Assignment: Please repeat the data below exactly, with the pictures removed.

┌─ Source data

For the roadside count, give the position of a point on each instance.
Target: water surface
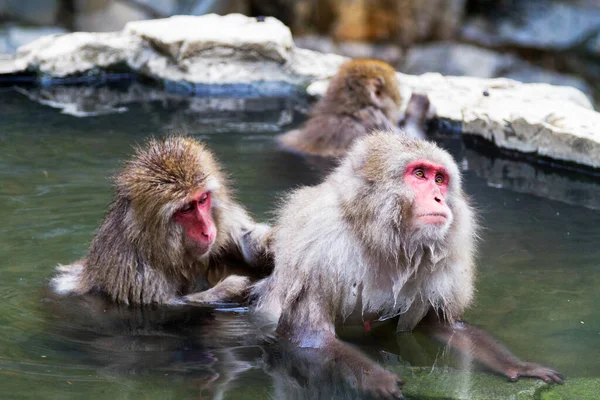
(538, 283)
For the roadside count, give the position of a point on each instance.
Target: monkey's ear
(376, 86)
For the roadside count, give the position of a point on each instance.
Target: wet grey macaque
(362, 97)
(172, 228)
(388, 234)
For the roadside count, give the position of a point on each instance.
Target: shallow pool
(539, 261)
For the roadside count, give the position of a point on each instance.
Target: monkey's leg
(234, 288)
(315, 331)
(478, 344)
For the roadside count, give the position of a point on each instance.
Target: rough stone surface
(553, 121)
(242, 55)
(232, 36)
(110, 18)
(14, 36)
(76, 53)
(184, 52)
(389, 53)
(457, 59)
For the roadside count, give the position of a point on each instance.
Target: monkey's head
(362, 83)
(173, 187)
(409, 188)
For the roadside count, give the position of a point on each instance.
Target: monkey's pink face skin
(197, 221)
(430, 184)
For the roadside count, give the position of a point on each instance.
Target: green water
(538, 284)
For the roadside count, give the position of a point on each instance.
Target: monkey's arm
(478, 344)
(234, 288)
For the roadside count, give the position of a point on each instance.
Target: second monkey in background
(362, 97)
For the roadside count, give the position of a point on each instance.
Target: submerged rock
(452, 384)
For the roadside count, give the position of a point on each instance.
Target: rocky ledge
(245, 56)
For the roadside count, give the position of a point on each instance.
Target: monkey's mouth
(433, 218)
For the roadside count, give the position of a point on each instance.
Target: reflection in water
(537, 285)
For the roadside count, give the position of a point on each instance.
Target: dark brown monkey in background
(172, 226)
(362, 97)
(389, 233)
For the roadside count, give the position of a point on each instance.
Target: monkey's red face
(430, 184)
(197, 222)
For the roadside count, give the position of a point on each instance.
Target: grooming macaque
(388, 234)
(362, 97)
(172, 227)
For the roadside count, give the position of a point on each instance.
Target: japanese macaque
(388, 234)
(362, 97)
(172, 227)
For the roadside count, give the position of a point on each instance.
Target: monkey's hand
(234, 289)
(534, 371)
(380, 383)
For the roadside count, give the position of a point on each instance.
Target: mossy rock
(451, 384)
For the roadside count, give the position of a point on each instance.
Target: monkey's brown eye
(203, 199)
(187, 208)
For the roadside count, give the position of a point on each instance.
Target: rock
(109, 18)
(523, 177)
(548, 25)
(551, 121)
(13, 36)
(389, 53)
(76, 53)
(466, 60)
(228, 113)
(186, 54)
(251, 58)
(233, 36)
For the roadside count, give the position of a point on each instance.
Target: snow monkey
(172, 227)
(389, 233)
(361, 97)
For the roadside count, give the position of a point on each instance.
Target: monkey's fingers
(548, 375)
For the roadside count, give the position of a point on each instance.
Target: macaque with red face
(172, 227)
(388, 234)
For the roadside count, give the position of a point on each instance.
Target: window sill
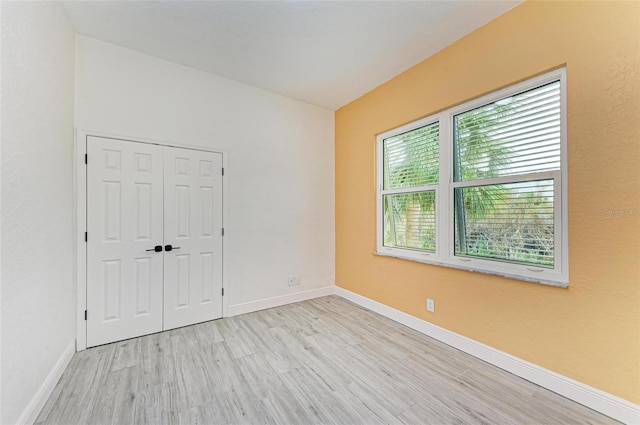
(471, 269)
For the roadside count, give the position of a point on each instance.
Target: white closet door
(193, 228)
(124, 222)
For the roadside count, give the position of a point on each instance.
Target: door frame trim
(80, 219)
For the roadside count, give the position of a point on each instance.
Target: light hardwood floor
(324, 361)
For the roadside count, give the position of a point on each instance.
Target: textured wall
(591, 331)
(37, 148)
(280, 170)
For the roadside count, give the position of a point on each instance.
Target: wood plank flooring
(324, 361)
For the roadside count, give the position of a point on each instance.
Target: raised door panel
(193, 223)
(124, 220)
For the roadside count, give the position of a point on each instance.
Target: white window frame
(444, 254)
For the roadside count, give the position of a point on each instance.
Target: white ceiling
(327, 53)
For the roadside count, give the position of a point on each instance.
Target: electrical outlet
(431, 305)
(294, 280)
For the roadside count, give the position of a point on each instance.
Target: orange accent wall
(591, 331)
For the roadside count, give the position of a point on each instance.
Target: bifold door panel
(154, 247)
(193, 224)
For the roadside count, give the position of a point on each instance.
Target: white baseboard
(593, 398)
(237, 309)
(30, 414)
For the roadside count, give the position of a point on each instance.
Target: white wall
(280, 169)
(37, 151)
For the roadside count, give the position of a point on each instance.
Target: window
(481, 186)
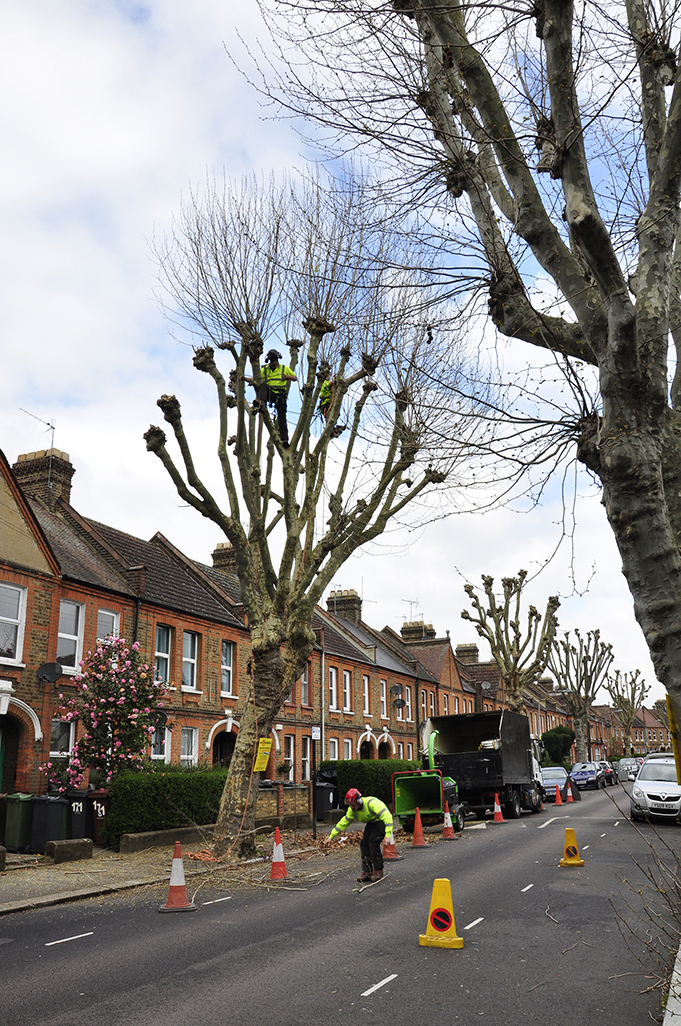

└─

Result:
For the roadside count, give the position of a point on each instance.
Target: water surface
(538, 283)
For the roadside count, give the position of a point on each instance.
Target: monkey's ear
(376, 86)
For the roadside count, give the position of a point on each instance.
Target: wet grey macaque
(362, 97)
(172, 228)
(388, 234)
For the roadside count, give the position of a point on each instance.
Target: shallow pool
(539, 261)
For the roadside count, give the position of a point on each instance.
Target: monkey's leg
(234, 288)
(315, 331)
(478, 344)
For the roadside count, give the position of a point on each instance.
Target: rough stone surface
(553, 121)
(242, 55)
(232, 36)
(110, 18)
(14, 36)
(76, 53)
(184, 52)
(389, 53)
(457, 59)
For the roadside count, give the position of a point on each instance.
Target: monkey's head
(362, 83)
(173, 187)
(409, 188)
For the roadside count, give the position of a point on each instance.
Target: monkey's pink face skin
(197, 221)
(430, 184)
For the roadside count, give the position of a point on each instance.
Target: green water
(538, 284)
For the roadside count, give the position of a point on each instance.
Target: monkey's arm
(478, 344)
(234, 288)
For the roadside count, give the position of a point on each instance.
Target: second monkey in background
(362, 97)
For the roadside count, give the position of a point on each instance.
Target: submerged rock
(452, 384)
For the roadside count, give the position of a point on each instance.
Target: rocky ledge
(245, 56)
For the roadside count, give the position of a point on each instance.
Target: monkey's mouth
(433, 218)
For the roadside count, give the position of a point on each instance.
Target: reflection in water
(537, 285)
For the roadside count, give the position of a point on each instance.
Target: dark brown monkey in background
(172, 226)
(362, 97)
(389, 233)
For the roadside count, give the position of a point on each instance.
Target: monkey's red face
(430, 184)
(197, 222)
For the roadside count, give the position of a point on each instance.
Target: grooming macaque
(388, 234)
(362, 97)
(172, 227)
For the roadside count, give the position of a point on each instance.
Target: japanese macaque
(388, 234)
(362, 97)
(172, 227)
For the roadside count, give the position of a point on each instance.
Target: monkey's hand
(234, 289)
(534, 371)
(380, 383)
For the roadside count, give the position of a point on each instance.
Target: mossy rock
(451, 384)
For the roadside count, give the position of a point on each instance.
Target: monkey's brown eye
(203, 199)
(187, 208)
For the roadside count, give the position of a point on each instance.
Target: rock
(109, 18)
(523, 177)
(548, 25)
(551, 121)
(13, 36)
(389, 53)
(76, 53)
(466, 60)
(228, 113)
(186, 54)
(251, 58)
(233, 36)
For the roadside count, give the position of a point on each instance.
Target: snow monkey
(172, 227)
(389, 233)
(361, 97)
For the roadside count, give the position of a point on each instance.
Target: monkey's fingers
(548, 375)
For the roadside count, give the position of a point on each instance.
Target: macaque with red face
(172, 227)
(388, 234)
For the roadside count, give the position of a point on each instance.
Target: window sill
(471, 269)
For the roadside count, give the position of a point on each instance.
Target: white closet door
(193, 228)
(124, 222)
For the roadside count, give the position of a point on each instance.
Target: door frame trim
(80, 219)
For the roadside count, give the position of a point on each instance.
Target: light hardwood floor
(324, 361)
For the roadside count, give the position of a point on each instance.
Target: textured wall
(591, 331)
(37, 148)
(280, 170)
For the roadside count, give the position of a point on each instance.
Target: wood plank flooring
(324, 361)
For the roadside count, give the position of a point on each instance.
Target: raised door panel
(193, 223)
(124, 220)
For the roadside count, give the position of a point on each instance.
Target: white window frame
(444, 254)
For the roadside count, give the position of a point on each instance.
Target: white ceiling
(327, 53)
For the roadside count, give the position of a point on each instance.
Target: electrical outlet
(431, 305)
(294, 280)
For the roadside count, give the position of a point on each instance.
Target: orange accent wall
(591, 331)
For the roadside count, give the position of a point on each instance.
Target: bifold door panel
(154, 247)
(193, 224)
For the roadside count, give the position of a point on each instance.
Target: white baseboard
(593, 398)
(237, 309)
(30, 414)
For the roadside count, give the position of a point on each instance.
Target: white wall
(280, 169)
(37, 151)
For the roadside count, give the position of a point on each instance.
Target: window
(481, 186)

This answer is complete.